» GIVEN INFORMATION

□ □ □ □ □

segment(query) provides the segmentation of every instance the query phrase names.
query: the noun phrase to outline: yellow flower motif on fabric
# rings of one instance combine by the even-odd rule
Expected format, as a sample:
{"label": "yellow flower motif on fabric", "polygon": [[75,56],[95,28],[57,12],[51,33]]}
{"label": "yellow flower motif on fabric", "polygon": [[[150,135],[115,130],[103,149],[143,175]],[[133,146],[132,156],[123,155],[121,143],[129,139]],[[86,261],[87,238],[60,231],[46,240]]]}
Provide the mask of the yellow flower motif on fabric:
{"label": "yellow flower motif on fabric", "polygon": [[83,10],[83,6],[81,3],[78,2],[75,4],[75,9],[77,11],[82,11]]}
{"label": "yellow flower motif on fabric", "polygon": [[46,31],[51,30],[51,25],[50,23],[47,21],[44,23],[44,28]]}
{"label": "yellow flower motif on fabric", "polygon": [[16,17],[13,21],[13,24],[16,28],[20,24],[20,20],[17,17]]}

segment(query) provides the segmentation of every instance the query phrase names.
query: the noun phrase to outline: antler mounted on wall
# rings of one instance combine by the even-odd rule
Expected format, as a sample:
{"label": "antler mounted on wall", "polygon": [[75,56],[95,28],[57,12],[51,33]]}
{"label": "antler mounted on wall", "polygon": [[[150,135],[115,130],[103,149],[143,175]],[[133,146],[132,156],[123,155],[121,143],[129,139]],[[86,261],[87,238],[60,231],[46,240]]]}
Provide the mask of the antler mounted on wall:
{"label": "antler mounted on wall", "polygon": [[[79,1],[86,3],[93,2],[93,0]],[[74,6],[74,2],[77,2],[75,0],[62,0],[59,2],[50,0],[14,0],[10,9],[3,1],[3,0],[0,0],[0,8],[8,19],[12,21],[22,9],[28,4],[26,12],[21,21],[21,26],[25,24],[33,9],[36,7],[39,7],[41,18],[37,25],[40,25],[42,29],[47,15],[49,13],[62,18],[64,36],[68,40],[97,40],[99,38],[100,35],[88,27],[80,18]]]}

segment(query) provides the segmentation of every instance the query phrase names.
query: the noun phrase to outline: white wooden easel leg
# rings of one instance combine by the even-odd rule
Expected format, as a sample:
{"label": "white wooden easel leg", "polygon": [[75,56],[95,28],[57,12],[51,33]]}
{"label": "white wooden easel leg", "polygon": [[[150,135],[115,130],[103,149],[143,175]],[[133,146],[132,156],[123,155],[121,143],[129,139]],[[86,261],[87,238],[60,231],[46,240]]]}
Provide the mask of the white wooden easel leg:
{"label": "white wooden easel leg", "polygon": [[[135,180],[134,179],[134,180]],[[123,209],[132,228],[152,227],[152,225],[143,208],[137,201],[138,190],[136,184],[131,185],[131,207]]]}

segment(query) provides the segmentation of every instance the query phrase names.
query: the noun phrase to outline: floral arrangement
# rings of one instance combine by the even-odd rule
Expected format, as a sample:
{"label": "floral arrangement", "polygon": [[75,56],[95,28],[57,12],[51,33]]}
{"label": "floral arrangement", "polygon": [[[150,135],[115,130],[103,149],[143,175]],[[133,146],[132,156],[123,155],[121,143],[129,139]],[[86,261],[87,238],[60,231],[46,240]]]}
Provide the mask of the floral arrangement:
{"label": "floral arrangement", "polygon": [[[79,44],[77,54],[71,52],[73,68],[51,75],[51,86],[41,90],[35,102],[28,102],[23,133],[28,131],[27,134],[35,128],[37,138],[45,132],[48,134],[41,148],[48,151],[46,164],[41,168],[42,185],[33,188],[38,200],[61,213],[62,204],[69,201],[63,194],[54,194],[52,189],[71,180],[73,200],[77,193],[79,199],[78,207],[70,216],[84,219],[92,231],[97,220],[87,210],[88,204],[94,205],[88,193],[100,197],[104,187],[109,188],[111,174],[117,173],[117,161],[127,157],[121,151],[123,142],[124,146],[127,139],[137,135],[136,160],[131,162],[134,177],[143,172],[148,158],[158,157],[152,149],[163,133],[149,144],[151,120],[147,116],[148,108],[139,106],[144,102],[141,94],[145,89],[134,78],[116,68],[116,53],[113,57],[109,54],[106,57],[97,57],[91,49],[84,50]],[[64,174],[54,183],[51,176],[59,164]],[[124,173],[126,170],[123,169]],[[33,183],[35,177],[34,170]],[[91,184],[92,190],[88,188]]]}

□ □ □ □ □

» PROBLEM DESCRIPTION
Gather every line of the records that contains the string "wall", matching case exactly.

» REPLY TO THE TASK
query: the noun phrase to outline: antler mounted on wall
{"label": "antler mounted on wall", "polygon": [[75,56],[95,28],[57,12],[51,33]]}
{"label": "antler mounted on wall", "polygon": [[[150,135],[115,130],[103,149],[143,175]],[[133,146],[132,156],[123,155],[121,143],[129,139]],[[86,261],[87,238],[60,231],[46,240]]]}
Provide the mask of the antler mounted on wall:
{"label": "antler mounted on wall", "polygon": [[[79,1],[86,3],[93,2],[93,0]],[[74,6],[74,2],[77,2],[75,0],[62,0],[59,2],[50,0],[14,0],[10,9],[3,1],[3,0],[0,0],[0,8],[8,19],[12,21],[22,9],[28,4],[26,12],[21,21],[21,26],[25,24],[33,9],[36,7],[39,7],[41,18],[37,25],[40,25],[42,29],[47,15],[49,13],[62,18],[64,36],[68,40],[97,40],[99,38],[100,35],[88,27],[80,18]]]}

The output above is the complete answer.